Required work
Copy out every line below word for word, keeping them in their original order.

Listed records
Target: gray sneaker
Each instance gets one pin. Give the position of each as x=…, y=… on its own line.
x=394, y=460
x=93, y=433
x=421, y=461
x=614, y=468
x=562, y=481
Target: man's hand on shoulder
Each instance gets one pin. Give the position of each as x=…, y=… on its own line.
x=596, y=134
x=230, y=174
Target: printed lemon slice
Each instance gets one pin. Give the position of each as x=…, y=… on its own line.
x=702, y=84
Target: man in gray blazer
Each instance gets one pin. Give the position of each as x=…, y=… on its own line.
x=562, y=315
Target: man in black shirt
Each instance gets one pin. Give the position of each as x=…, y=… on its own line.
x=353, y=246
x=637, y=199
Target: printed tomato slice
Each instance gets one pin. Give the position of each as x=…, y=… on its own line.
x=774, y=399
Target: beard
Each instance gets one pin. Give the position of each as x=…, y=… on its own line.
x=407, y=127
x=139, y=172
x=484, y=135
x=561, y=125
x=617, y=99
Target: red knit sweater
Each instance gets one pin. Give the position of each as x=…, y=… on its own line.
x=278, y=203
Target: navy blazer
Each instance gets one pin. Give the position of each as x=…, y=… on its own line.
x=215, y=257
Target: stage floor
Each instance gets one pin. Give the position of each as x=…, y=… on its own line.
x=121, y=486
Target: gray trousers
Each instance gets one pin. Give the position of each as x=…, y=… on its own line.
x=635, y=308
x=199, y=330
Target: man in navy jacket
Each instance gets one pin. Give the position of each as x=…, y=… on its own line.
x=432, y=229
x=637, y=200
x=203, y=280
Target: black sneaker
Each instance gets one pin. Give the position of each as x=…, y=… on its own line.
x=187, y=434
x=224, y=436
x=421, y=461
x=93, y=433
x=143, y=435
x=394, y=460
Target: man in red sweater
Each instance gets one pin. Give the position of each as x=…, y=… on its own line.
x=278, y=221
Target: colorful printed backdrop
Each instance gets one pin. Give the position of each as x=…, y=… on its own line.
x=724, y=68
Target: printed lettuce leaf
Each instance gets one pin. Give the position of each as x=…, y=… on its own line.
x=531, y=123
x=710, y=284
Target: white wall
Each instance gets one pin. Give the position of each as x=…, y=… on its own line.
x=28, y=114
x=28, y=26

Task response
Target: gray sneaker
Each instance gets one pin. Give the position of each as x=…, y=… on its own line.
x=394, y=460
x=93, y=433
x=421, y=461
x=614, y=468
x=562, y=481
Target: man's hand on shoulder
Each instance gets one pin. Give the position of each as x=…, y=… on its own line.
x=596, y=134
x=230, y=174
Target: printed lemon slice
Each instance gets one pin. Give the position of each as x=…, y=… on its own line.
x=702, y=84
Target: man in gray blazer
Each instance gets one pin. Give the position of each as x=…, y=… on its own line.
x=562, y=315
Target: man in black shirt
Each instance gets one pin. Give the position of each as x=…, y=… on its own line.
x=353, y=246
x=637, y=199
Target: printed tomato slice
Each instance gets one pin. Give the position of each as x=…, y=… on its own line.
x=774, y=399
Target: beard
Each instance gets one pin. Give the position of each as x=…, y=… on its own line.
x=407, y=127
x=139, y=172
x=484, y=135
x=561, y=125
x=617, y=99
Target: red knit sweater
Each instance gets one pin. Give the position of each as x=…, y=… on its own line.
x=278, y=203
Target: navy blazer
Each instance gets one pin. Give the position of each as x=…, y=… on its own line.
x=215, y=257
Target: stage floor
Each instance gets one pin. Give the position of each as x=…, y=… on its own line.
x=121, y=486
Target: gray trousers
Each instance gets one pin. Give the position of each as x=…, y=… on its own line.
x=635, y=308
x=199, y=330
Target: man in navy jacket
Each instance gets one pin. Give the position of each as x=…, y=… on its own line.
x=432, y=229
x=637, y=200
x=203, y=280
Target: black sneaker
Each instance gets one pin. Give the position of each as x=…, y=… on its own line.
x=187, y=434
x=224, y=436
x=421, y=461
x=93, y=433
x=143, y=435
x=394, y=460
Target: man in red sweater
Each instance gets one pin. Give the position of each as x=…, y=… on its own line.
x=278, y=221
Target: colorful printed backdrop
Each instance gets one pin. Give the position of each as x=…, y=… on its own line.
x=724, y=68
Target: printed lettuce leaf
Each instance gets one pin. Give the position of each as x=…, y=… on its own line.
x=531, y=123
x=710, y=284
Target: white wall
Each instance gets one pin. Give the position of each as x=…, y=… on its own line.
x=28, y=114
x=28, y=26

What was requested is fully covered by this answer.